==== Document section ====

Here's Why 2023 Is the Year You Lift Weights
We’re calling it: 2023 is the year of lifting weights — particularly for women. And if you’ve been a part of the Fit Body community for a while, congrats! You’re already ahead of the game. If you haven’t started weight lifting yet, no worries. There’s no time like now!
But starting something new can be daunting. What exercises do you do? How much weight should you lift? Will you get bulky? And… isn’t cardio enough to stay healthy?
Take a breath. Regardless of whether you’re brand new to strength training or have been doing it for a while, there are eight weight-lifting programs in the Fit Body app that will guide you through everything you need to know — from your warm-up to your lifts to your post-workout fuel.
Why are we so amped on weight lifting? Here are our top seven reasons we want YOU (and everyone you know) to start lifting weights ASAP.
1. It May Help You Live Longer (and Healthier)

====

__Tasks to perform__
1 > How many weight-lifting programs does the Fit Body app offer, according to the article on lifting weights in 2023?
2 > In the article on lifting weights, write out the passage between "But starting something" and "Longer (and Healthier)", inclusive, replacing "daunting" with "intimidating".
3 > Extend the article on lifting weights from its final line.

==== Supplied data ====

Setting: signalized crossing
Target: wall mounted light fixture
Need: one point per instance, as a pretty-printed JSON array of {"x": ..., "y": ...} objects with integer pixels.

====

__Exercise answers__
1 > Eight

2 >
But starting something new can be intimidating. What exercises do you do? How much weight should you lift? Will you get bulky? And… isn’t cardio enough to stay healthy?
Take a breath. Regardless of whether you’re brand new to strength training or have been doing it for a while, there are eight weight-lifting programs in the Fit Body app that will guide you through everything you need to know — from your warm-up to your lifts to your post-workout fuel.
Why are we so amped on weight lifting? Here are our top seven reasons we want YOU (and everyone you know) to start lifting weights ASAP.
1. It May Help You Live Longer (and Healthier)

3 >
If you’re looking for the fountain of youth, look no further than your weight rack. Sure, that may be over-hyping things just a bit, but a September 2022 study in the British Medical Journal produced some compelling evidence of the effect weight lifting has on longevity.
This observational study of 100,000 people over 10 years (quite significant for a fitness study!) found that people who lifted weights just one or twice a week had a 9% lower risk of dying from any cause (except cancer), compared to those who didn’t exercise. That jumped to 41% for those who added cardio into the mix. And women benefited significantly more than men!
Excuse us while we go pick up a barbell…
2. It Boosts Metabolism
Previously, weight-loss experts touted cardio as the best way to burn calories and lose weight. And while cardio may burn the most calories during your workouts, it turns out that strength training is the better option for an increased metabolism.
A June 2015 study in the Journal of Research Quarterly for Exercise and Sport found that resistance training boosted participants’ resting metabolic rate 12 hours and 21 hours after exercise, when compared to steady-state cardio. (You may have heard this called the “afterburn effect.”) That means you’re burning calories even after your workout ends! Even more reason to properly fuel your muscles after a strength-training session.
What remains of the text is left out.